- **求められる内容**: トカゲの代謝性骨疾患に関する文章から、「トカゲの代謝性骨疾患~治療や予防法について~」で始まり「では考え方が少し異なります。」で終わる箇所を、両端の語句も含めて一字一句たがえずに書き写してください。

- **原文**:
トカゲの代謝性骨疾患~治療や予防法について~
はじめに
近年、その飼いやすさからヒョウモントカゲモドキを筆頭にトカゲの飼育頭数が増えていると思われます(正確にはヒョウモントカゲモドキはヤモリですが)。そしてトカゲを飼われている方の中で、代謝性骨疾患(クル病)という言葉を聞いたことがある方も少なくないかもしれません。この病気は予防が大切ではありますが、まだまだ浸透していないことも多いため、今回はそんな代謝性骨疾患に関して獣医師が解説します。
1.代謝性骨疾患とは
トカゲが食事によって摂取したカルシウムは、体内にあるビタミンD3が活性化することにより腸管から吸収されますが、昼行性のトカゲ(フトアゴヒゲトカゲなど)と夜行性のトカゲ(ヒョウモントカゲモドキなど)では考え方が少し異なります。
昼行性のトカゲ
紫外線を浴びることでビタミンD3の活性が高まります。そのため、食事中のカルシウムと、適切な紫外線ライトが大切です。
夜行性のトカゲ
基本的には紫外線がなくても体内のビタミンD3は活性化されます。そのため、食事中の十分な量のカルシウムが大切です。
ただし、一般的な昆虫食ではカルシウムが不足してしまうため、昆虫食の場合にはダスティング(昆虫にカルシウムを添加すること)が必要になります。人工餌を食べている場合には、基本的にカルシウムがしっかりと含まれているため添加の必要はありません。
また、食事中にビタミンD3を添加することに関しては意見が分かれていますが、過剰になることは良くないため、添加するとしても週に1回ほどが好ましいと思われます。

- **入力データ**:
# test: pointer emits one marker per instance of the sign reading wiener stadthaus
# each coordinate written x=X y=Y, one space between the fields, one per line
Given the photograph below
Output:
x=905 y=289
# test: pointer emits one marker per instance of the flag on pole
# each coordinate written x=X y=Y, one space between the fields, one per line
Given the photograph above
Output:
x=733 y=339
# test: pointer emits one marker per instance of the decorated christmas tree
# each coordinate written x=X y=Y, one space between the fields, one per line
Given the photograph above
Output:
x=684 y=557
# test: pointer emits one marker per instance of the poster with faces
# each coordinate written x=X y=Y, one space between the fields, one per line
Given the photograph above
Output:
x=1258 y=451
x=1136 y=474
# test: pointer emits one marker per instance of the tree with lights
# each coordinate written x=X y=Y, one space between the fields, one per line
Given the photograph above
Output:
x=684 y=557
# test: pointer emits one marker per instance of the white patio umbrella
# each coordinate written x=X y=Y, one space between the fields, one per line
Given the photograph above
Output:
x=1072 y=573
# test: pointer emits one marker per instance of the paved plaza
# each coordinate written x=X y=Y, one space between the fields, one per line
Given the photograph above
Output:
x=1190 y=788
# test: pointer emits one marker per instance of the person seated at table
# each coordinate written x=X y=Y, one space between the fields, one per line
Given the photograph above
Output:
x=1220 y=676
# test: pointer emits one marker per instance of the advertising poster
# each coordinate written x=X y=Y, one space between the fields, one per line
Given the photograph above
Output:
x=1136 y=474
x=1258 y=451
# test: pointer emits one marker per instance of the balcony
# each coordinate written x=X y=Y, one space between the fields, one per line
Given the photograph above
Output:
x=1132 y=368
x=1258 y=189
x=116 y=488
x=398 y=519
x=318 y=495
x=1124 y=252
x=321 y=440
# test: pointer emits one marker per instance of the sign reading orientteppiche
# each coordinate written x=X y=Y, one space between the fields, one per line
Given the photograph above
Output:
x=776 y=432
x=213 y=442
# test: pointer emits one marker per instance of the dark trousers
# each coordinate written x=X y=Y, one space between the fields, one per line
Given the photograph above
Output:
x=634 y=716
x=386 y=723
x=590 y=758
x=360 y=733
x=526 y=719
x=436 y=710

- **出力**:
トカゲの代謝性骨疾患~治療や予防法について~
はじめに
近年、その飼いやすさからヒョウモントカゲモドキを筆頭にトカゲの飼育頭数が増えていると思われます(正確にはヒョウモントカゲモドキはヤモリですが)。そしてトカゲを飼われている方の中で、代謝性骨疾患(クル病)という言葉を聞いたことがある方も少なくないかもしれません。この病気は予防が大切ではありますが、まだまだ浸透していないことも多いため、今回はそんな代謝性骨疾患に関して獣医師が解説します。
1.代謝性骨疾患とは
トカゲが食事によって摂取したカルシウムは、体内にあるビタミンD3が活性化することにより腸管から吸収されますが、昼行性のトカゲ(フトアゴヒゲトカゲなど)と夜行性のトカゲ(ヒョウモントカゲモドキなど)では考え方が少し異なります。